What you will do | Please copy out the whole passage below about Freeman's book on anorexia, word for word.

Document text |
She is now a journalist, formerly at the Guardian, currently at the Sunday Times. Her previous book, House of Glass, recounted her Jewish family’s experience of the 20th century, and was brilliant. Good Girls looks inwards – or, as she admits in the introduction, at her own belly button – and it’s excellent too, if in a different way. Reading it will leave you amazed that Freeman has made such a success of her life. She came horribly close to losing it. When she was at her illest, a GP told her mother to prepare for her death. At some points she was so thin that her spine would bleed as she did sit-ups, and so bald that a woman in the street asked her if she had cancer.

Anorexic Tara delighted in discovering how much other patients weighed, and gloating if she was lighter

The book gracefully interweaves sections on the science of anorexia with Freeman’s account of getting ill, as well as stories from other women she met in hospital and has since tracked down. This is grounded in a history of the disease, which turns out to be quite a long one. It’s tempting to think of anorexia as a modern phenomenon, related in some misty way to fads such as social media and heroin chic. But anorexia has been around for hundreds, if not thousands, of years. The first recorded anorexic, Freeman recounts, was a princess now known as Saint Wilgefortis, whose father decided to marry her off to a foreign king sometime between 700 and 1000 AD. Determined to remain a virgin, she stopped eating. Her suitor was put off, so her irritated father had her crucified. After her death she became the subject of veneration: people would leave her wistful offerings of oats.

Information given |
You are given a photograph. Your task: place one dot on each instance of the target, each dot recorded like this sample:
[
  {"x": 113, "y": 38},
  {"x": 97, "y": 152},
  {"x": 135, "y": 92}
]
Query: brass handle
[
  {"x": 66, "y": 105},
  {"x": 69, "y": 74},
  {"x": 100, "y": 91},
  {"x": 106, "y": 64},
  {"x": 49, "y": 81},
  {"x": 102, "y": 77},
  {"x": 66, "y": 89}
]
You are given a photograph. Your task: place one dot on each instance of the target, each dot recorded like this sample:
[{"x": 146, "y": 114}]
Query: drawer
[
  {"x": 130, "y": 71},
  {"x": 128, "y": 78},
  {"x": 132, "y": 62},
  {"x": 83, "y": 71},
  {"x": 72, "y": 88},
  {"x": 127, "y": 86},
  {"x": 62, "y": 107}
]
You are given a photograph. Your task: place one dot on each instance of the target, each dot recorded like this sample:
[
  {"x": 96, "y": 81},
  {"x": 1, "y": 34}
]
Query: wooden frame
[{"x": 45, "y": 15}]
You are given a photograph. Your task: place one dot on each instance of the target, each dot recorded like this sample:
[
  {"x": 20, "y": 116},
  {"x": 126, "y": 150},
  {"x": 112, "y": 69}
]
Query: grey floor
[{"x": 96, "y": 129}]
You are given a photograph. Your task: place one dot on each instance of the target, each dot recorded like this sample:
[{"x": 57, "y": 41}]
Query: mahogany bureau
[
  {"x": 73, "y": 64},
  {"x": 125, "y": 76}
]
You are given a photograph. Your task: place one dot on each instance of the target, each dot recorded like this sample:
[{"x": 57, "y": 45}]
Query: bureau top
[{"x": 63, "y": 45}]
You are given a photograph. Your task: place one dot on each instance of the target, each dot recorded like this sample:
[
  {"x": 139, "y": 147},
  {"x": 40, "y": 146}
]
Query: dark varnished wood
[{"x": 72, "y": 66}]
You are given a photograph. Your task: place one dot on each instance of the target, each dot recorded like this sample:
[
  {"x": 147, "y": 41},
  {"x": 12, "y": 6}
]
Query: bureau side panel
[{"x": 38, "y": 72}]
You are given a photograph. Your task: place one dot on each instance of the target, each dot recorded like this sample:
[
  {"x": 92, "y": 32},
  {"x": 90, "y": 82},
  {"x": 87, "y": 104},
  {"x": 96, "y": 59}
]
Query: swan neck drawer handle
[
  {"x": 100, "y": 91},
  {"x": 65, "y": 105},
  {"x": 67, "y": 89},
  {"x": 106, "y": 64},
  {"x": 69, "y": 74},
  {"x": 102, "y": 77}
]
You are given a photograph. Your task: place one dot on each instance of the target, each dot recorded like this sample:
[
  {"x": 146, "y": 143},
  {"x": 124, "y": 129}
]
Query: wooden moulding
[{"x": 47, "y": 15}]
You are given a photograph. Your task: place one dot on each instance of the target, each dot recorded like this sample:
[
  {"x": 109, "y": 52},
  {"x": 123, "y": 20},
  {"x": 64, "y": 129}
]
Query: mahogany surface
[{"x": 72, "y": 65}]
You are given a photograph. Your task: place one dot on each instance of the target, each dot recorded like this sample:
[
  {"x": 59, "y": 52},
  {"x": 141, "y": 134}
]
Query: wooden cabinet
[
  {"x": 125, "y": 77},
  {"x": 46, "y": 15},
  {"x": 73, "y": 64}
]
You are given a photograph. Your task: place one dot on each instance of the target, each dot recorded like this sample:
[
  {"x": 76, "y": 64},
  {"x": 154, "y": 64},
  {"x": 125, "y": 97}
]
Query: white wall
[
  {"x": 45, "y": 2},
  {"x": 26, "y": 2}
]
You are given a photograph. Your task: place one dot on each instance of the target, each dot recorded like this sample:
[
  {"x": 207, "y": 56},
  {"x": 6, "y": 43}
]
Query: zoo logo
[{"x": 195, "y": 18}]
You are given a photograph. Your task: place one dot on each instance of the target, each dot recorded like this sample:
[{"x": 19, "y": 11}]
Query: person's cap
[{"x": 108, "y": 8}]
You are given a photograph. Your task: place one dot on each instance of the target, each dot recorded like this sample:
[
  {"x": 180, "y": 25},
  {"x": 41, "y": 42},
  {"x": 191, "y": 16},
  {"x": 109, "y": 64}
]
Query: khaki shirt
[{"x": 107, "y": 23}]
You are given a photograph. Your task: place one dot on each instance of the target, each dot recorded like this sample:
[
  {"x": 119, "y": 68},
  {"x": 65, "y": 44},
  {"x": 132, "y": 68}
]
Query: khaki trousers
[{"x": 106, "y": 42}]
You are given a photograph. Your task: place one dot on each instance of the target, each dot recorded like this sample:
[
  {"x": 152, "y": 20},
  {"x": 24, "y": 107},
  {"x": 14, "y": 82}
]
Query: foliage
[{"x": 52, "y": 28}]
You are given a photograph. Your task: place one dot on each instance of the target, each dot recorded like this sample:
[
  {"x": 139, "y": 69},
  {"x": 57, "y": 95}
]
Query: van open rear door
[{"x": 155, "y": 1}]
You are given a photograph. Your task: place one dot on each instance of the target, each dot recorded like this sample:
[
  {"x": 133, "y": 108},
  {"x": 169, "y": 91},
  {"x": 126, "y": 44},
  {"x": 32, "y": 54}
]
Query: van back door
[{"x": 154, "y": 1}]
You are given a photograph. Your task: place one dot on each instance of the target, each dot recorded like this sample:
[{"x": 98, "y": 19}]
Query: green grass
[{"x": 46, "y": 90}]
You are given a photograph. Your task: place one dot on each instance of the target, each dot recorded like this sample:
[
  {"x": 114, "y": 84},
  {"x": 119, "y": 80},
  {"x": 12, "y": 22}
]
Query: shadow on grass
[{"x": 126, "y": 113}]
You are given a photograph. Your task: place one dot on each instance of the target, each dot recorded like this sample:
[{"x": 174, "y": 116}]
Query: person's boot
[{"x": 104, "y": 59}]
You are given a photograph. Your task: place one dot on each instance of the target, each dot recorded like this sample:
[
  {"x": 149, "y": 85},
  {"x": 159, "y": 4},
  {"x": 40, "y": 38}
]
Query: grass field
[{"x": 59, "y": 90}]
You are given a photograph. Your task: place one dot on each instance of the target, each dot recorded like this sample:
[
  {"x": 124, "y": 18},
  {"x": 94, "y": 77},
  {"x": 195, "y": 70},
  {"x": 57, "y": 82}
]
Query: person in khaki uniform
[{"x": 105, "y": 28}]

Reply |
She is now a journalist, formerly at the Guardian, currently at the Sunday Times. Her previous book, House of Glass, recounted her Jewish family’s experience of the 20th century, and was brilliant. Good Girls looks inwards – or, as she admits in the introduction, at her own belly button – and it’s excellent too, if in a different way. Reading it will leave you amazed that Freeman has made such a success of her life. She came horribly close to losing it. When she was at her illest, a GP told her mother to prepare for her death. At some points she was so thin that her spine would bleed as she did sit-ups, and so bald that a woman in the street asked her if she had cancer.

Anorexic Tara delighted in discovering how much other patients weighed, and gloating if she was lighter

The book gracefully interweaves sections on the science of anorexia with Freeman’s account of getting ill, as well as stories from other women she met in hospital and has since tracked down. This is grounded in a history of the disease, which turns out to be quite a long one. It’s tempting to think of anorexia as a modern phenomenon, related in some misty way to fads such as social media and heroin chic. But anorexia has been around for hundreds, if not thousands, of years. The first recorded anorexic, Freeman recounts, was a princess now known as Saint Wilgefortis, whose father decided to marry her off to a foreign king sometime between 700 and 1000 AD. Determined to remain a virgin, she stopped eating. Her suitor was put off, so her irritated father had her crucified. After her death she became the subject of veneration: people would leave her wistful offerings of oats.